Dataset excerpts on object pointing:
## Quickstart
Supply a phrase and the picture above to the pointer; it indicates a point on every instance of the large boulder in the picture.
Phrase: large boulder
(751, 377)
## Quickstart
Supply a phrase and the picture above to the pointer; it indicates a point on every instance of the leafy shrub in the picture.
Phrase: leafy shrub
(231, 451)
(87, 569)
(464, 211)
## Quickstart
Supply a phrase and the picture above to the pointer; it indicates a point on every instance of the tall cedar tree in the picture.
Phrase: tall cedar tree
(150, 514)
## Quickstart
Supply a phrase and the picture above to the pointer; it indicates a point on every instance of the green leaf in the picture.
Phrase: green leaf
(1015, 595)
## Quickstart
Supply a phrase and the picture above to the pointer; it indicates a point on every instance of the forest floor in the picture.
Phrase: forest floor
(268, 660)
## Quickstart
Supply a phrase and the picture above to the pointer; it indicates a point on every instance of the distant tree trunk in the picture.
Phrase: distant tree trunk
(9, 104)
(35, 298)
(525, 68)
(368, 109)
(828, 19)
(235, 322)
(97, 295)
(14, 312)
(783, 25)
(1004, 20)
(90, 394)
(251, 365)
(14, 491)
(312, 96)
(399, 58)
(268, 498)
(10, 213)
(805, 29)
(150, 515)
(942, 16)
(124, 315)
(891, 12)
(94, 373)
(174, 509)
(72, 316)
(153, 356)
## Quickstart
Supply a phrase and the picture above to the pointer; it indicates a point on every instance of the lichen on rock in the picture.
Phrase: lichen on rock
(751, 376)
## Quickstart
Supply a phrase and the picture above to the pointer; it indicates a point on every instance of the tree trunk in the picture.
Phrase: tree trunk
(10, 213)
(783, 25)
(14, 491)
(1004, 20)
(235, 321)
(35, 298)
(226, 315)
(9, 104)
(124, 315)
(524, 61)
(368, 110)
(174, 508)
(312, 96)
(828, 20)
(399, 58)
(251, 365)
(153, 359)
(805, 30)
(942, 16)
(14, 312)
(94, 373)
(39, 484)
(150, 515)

• **EXERCISE DETAILS**
Produce a verbatim transcription of the entries above.

• **RESULT**
## Quickstart
Supply a phrase and the picture above to the pointer; it indicates a point on every instance of the large boulder in the picture.
Phrase: large boulder
(751, 377)
## Quickstart
Supply a phrase and the picture above to the pointer; it indicates a point on every instance of the leafy shrub in the picture.
Phrase: leafy shrub
(231, 451)
(87, 569)
(464, 211)
## Quickstart
Supply a phrase and the picture above to the pointer; it indicates a point on every instance of the tall cedar tree in the picture.
Phrase: tall cedar tree
(150, 514)
## Quickstart
Supply a phrase and the picture above to the pointer; it indicates a point on every instance of the green leaf in the picture.
Phrase: green leaf
(1015, 595)
## Quickstart
Supply a phrase and the picture above to the pointer; it indicates a point on every instance of the forest floor in the picture.
Phrase: forest floor
(268, 660)
## Quickstart
Supply a phrase and the picture above to the pointer; it indicates a point on every instance of the distant tree trunk in the picture.
Phrase: distant tree trunk
(9, 104)
(35, 298)
(525, 68)
(368, 109)
(828, 19)
(235, 322)
(97, 295)
(14, 312)
(783, 25)
(1004, 20)
(90, 394)
(251, 365)
(14, 491)
(312, 96)
(399, 58)
(268, 498)
(10, 213)
(805, 29)
(150, 515)
(942, 16)
(124, 315)
(891, 12)
(94, 373)
(174, 509)
(72, 316)
(153, 356)
## Quickstart
Supply a phrase and the picture above to the pointer; it indicates a point on every instance of the lichen on rock in the picture.
Phrase: lichen on rock
(751, 376)
## Quickstart
Supply a phrase and the picture above to the pointer; it indicates a point on every instance of the tree trunk in the picture.
Phrase: tree trunk
(10, 213)
(783, 25)
(14, 491)
(1004, 20)
(235, 321)
(35, 298)
(226, 315)
(9, 104)
(124, 315)
(524, 61)
(368, 110)
(174, 508)
(312, 96)
(828, 20)
(399, 58)
(251, 365)
(153, 359)
(805, 30)
(942, 16)
(14, 312)
(94, 373)
(39, 484)
(150, 515)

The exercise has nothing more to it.